• Excerpt provided
Businesses Struggle to Prioritize Under Weight of Cyber

A new trend analysis for 2023 compiled by Armis, an asset visibility and security company, shows organizations struggle to prioritize and focus on key security projects against an onslaught of alerts, rising threats and ever-increasing attack surface.

Competing requests from the board and executives alongside a rapid progression in digital transformation projects and compliance regulations cause hidden risks in organizations. Business and IT leaders don’t believe they have these blind spots and exhibit a false sense of confidence in their real-time awareness of these areas of vulnerability.

Analysis of Armis’ 2023 Cyber Security Trends and Cyber Asset Visibility survey showed these trends:

  • The biggest cyber challenges identified this year by respondents were:
  1. Keeping up with threat intelligence (70 percent)
  2. Allocating cybersecurity resources and budget (47 percent)
  3. Visibility into all assets connected to the network (44 percent)

• Provided data
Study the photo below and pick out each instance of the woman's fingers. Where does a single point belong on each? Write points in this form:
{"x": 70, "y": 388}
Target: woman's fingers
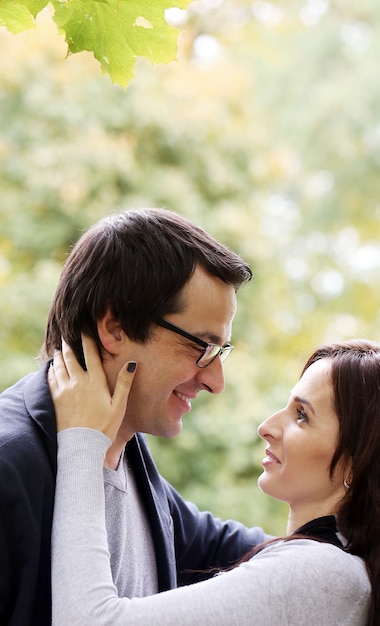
{"x": 82, "y": 398}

• Goal
Pick up the article on businesses struggling to set cybersecurity priorities and write what comes next after its last line.

• Task result
  4. Compliance and regulation (39 percent)
  5. Convergence of IT and OT (32 percent)
  • 94 percent of respondents said they had a live view of all their connected assets, yet when asked how often they updated the inventory, 46 percent said weekly, 30 percent said daily, 15 percent said monthly and 5 percent said quarterly.
  • When asked how many devices they think are on their organization’s network, 34 percent said 5,000-15,000, 29 percent said 15,001-25,000, 26 percent said 25,001-35,000, and 10 percent said 35,001-plus. According to proprietary data from the Armis Asset Intelligence and Security Platform collected between January 1 and March 27, 60 percent of Armis’ U.S. customer base has more than 35,000 devices on their network, while nearly a third (32 percent) have more than 100,000 network devices.
  • 64 percent of respondents said they had suffered a breach or ransomware attack in the last five years, with 43 percent stating that it had been caused by employee phishing and 26 percent because of an IoT device hack. 20 percent of respondents said that they had suffered a breach due to a known vulnerability that had not been patched, while 12 percent indicated the breach was caused by an unpatched device.
  • 62 percent of respondents registered growing concern over the threat of China-made devices in their network. However, respondents consistently ranked connected Chinese or Russian-made devices last in a list of 10 challenges their organization experienced in terms of cybersecurity over the past six months.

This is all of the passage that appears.